Your goal.
Look through the material beneath and copy each line with the word "tile".

Working data.
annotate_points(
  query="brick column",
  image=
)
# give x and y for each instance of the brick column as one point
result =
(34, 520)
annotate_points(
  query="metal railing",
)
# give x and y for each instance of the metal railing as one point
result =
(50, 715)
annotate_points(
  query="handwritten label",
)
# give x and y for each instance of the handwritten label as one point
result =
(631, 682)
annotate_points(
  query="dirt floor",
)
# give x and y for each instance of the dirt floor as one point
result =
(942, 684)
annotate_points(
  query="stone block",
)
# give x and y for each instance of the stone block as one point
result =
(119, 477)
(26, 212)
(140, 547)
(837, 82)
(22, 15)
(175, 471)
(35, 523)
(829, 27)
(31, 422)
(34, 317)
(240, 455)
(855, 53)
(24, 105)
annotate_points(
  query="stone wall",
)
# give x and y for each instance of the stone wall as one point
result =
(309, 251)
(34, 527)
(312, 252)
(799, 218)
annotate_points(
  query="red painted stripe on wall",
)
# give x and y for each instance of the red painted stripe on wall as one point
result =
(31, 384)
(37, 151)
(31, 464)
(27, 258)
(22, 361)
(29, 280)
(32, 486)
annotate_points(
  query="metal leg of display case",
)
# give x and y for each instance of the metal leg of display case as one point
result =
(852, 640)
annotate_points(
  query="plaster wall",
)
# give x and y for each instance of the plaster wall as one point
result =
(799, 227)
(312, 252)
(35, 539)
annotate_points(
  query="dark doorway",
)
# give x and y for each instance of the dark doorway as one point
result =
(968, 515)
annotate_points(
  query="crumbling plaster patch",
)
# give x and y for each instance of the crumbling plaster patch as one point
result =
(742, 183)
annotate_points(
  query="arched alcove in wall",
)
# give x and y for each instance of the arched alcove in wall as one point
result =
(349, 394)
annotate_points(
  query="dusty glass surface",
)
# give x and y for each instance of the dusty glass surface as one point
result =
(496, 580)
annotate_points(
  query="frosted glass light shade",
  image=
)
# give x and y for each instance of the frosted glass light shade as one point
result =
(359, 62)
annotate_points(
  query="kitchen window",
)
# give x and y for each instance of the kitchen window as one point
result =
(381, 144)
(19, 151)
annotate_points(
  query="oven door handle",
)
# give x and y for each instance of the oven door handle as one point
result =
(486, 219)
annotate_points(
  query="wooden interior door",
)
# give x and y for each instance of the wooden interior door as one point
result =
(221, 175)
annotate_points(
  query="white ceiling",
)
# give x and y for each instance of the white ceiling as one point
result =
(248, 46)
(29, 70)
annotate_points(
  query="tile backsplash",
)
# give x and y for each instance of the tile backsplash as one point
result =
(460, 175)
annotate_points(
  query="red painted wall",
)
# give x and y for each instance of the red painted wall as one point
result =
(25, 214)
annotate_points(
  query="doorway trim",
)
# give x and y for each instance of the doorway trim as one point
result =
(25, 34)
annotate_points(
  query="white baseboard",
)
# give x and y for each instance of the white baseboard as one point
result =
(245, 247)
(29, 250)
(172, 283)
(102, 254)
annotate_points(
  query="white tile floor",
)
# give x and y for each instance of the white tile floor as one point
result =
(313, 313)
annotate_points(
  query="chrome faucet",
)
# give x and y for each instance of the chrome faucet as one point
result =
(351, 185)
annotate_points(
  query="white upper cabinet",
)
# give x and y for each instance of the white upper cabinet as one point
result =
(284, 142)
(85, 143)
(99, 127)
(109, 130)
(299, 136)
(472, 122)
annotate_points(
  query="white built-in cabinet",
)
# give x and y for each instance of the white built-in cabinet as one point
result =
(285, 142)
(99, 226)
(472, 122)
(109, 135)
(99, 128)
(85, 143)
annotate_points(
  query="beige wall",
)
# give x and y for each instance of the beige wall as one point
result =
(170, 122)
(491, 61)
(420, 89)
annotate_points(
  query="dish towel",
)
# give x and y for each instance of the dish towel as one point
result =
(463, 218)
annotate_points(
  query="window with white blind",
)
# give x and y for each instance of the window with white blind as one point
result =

Response for this exercise.
  query="tile backsplash",
# give x and y for each instance of the tile backsplash as one point
  query="white tile floor",
# give x and y for each instance of the white tile floor as one point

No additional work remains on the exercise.